Edit the part that opens with the line containing "Trace the outline of every instance of the black" and closes with the end of the material: give those lines again with "work trousers" replaced by "work pants" and everything else unchanged.

= = = = = = =

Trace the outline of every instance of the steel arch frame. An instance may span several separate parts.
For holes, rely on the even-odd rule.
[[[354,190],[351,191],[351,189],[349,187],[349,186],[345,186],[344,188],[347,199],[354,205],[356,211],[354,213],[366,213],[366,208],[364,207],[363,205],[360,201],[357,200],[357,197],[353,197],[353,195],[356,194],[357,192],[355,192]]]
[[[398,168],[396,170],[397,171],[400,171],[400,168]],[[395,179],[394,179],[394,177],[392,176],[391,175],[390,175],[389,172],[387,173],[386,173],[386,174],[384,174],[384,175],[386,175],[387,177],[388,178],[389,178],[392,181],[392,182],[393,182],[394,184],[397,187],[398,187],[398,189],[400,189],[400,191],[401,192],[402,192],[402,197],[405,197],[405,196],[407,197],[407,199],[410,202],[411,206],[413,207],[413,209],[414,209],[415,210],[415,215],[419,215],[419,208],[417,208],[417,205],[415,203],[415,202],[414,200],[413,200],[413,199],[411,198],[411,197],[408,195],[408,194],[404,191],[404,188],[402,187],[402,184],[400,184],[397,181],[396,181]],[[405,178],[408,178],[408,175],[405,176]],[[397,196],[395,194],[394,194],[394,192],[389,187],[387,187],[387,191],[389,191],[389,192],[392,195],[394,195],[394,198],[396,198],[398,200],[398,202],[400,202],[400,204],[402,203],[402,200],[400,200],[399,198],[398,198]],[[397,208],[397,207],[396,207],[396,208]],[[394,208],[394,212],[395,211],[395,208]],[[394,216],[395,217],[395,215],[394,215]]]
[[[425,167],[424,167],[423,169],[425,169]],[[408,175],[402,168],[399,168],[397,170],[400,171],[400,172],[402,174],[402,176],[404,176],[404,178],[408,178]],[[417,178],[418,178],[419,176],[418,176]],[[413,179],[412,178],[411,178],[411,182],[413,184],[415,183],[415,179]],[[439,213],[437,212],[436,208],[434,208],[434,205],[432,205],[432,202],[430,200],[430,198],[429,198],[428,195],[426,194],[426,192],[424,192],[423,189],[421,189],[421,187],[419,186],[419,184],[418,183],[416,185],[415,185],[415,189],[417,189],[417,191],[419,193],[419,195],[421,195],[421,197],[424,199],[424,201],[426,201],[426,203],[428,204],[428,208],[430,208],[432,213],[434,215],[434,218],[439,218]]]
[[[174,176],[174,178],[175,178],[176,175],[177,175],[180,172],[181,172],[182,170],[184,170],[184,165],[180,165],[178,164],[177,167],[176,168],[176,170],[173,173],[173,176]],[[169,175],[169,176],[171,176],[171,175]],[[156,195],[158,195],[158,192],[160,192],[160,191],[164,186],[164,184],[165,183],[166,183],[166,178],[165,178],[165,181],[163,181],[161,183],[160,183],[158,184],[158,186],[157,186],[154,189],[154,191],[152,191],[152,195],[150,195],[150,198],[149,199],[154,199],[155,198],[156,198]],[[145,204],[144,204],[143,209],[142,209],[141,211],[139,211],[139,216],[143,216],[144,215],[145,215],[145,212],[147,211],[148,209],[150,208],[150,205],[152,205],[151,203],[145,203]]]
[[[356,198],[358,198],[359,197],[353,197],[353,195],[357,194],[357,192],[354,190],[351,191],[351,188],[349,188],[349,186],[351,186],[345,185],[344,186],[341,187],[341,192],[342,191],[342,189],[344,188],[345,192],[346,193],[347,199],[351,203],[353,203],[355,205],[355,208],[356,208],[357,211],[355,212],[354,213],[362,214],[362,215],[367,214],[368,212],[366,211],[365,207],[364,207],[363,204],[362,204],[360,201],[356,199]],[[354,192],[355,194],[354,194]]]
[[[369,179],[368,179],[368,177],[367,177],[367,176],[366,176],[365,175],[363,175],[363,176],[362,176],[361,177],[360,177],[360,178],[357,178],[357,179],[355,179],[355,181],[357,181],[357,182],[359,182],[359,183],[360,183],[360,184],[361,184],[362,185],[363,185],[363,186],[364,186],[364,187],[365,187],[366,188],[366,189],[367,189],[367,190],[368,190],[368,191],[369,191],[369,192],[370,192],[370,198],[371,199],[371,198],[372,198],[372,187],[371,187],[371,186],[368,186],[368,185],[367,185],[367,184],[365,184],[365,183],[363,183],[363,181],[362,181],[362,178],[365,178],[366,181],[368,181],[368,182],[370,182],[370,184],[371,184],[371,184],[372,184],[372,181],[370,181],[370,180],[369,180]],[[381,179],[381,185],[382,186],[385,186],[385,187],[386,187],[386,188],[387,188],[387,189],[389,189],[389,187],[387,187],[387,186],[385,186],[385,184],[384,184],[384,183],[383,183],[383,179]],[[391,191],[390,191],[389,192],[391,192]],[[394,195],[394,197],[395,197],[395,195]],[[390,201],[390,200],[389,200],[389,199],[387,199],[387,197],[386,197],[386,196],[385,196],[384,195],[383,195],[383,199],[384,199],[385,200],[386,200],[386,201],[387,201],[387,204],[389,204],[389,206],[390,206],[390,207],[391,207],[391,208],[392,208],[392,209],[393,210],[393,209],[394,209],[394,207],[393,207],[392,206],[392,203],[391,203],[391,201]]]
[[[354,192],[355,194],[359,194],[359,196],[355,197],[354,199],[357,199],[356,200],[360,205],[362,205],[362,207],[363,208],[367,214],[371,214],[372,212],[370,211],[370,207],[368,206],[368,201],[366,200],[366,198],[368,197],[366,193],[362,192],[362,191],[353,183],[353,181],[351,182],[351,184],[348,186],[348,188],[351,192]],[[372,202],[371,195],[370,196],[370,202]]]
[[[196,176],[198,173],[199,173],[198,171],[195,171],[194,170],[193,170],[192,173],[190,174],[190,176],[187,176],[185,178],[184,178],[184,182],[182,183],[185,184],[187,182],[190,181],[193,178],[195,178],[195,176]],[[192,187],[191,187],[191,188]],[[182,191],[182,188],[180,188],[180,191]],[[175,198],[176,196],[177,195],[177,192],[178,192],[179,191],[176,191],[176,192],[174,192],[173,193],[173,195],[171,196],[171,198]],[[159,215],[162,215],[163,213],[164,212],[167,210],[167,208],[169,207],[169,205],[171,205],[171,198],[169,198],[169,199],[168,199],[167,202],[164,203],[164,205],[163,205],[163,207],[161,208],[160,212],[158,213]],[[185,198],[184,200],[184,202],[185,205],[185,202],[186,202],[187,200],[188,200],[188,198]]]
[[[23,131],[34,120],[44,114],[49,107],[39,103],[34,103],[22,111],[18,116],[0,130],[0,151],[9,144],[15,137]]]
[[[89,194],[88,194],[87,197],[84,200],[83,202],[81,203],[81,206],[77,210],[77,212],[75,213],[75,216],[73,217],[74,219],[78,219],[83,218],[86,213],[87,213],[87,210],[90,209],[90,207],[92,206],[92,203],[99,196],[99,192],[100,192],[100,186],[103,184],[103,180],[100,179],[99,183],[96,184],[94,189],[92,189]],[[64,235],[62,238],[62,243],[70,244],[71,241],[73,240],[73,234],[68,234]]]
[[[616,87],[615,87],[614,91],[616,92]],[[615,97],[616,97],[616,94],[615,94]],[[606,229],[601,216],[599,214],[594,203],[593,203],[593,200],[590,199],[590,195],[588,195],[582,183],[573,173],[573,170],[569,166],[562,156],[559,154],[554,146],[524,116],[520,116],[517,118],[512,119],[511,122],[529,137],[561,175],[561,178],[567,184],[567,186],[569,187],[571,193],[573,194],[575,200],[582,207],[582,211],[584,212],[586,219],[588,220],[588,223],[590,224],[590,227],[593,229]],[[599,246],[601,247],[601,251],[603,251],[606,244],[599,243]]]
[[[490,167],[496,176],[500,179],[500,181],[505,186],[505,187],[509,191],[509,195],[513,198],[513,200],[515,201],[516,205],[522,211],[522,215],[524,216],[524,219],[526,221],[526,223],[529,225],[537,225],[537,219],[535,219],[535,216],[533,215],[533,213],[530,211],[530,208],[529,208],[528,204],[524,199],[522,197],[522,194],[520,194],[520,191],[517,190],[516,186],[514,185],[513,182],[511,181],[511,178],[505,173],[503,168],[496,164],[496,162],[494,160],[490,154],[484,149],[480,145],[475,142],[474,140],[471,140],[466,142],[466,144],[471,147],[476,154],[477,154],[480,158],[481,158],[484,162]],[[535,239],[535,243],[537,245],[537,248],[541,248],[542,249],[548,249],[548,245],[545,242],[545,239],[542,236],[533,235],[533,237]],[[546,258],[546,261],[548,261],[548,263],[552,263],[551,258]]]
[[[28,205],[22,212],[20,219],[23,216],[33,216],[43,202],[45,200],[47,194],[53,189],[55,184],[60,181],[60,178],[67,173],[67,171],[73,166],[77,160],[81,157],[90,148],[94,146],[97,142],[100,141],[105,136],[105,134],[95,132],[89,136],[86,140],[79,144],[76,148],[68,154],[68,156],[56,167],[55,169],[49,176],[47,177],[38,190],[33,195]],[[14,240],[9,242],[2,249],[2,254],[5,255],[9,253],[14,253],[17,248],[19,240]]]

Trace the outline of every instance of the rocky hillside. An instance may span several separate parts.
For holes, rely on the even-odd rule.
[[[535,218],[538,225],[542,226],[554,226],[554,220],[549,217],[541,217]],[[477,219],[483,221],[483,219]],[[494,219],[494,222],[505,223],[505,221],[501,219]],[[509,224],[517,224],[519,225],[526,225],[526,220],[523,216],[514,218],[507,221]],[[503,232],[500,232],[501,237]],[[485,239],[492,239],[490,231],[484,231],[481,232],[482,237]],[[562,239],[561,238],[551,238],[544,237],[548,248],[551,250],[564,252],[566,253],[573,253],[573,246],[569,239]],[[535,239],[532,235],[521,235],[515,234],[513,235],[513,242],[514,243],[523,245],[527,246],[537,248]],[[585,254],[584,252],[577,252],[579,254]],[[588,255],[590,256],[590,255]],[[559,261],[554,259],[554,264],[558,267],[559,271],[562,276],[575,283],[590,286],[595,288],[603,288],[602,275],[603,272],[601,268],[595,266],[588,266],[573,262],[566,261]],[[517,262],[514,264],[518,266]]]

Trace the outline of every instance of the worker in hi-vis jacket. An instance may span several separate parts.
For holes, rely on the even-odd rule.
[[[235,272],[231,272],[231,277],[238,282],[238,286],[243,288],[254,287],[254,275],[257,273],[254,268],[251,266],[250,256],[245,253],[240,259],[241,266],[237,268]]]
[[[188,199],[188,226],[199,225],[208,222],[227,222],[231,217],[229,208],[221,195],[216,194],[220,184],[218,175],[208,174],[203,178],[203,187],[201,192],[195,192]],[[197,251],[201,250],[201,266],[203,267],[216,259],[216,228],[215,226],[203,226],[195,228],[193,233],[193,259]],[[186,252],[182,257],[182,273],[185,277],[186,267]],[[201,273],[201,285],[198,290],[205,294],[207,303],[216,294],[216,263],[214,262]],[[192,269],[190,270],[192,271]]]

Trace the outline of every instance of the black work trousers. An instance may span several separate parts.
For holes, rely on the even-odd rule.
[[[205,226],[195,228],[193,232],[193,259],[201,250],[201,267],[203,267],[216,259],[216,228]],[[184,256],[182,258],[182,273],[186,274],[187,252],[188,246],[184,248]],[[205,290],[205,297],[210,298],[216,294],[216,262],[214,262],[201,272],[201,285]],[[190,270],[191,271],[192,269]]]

= = = = = = =

[Result below]
Trace the outline of every instance of the black work pants. An instance may span several separate parts.
For holes, rely on the even-odd rule.
[[[205,226],[195,228],[193,232],[193,259],[201,250],[201,267],[203,267],[216,259],[216,228]],[[184,256],[182,258],[182,273],[186,274],[187,252],[188,246],[184,248]],[[205,290],[205,297],[210,298],[216,294],[216,262],[214,262],[201,272],[201,285]],[[190,270],[191,271],[192,269]]]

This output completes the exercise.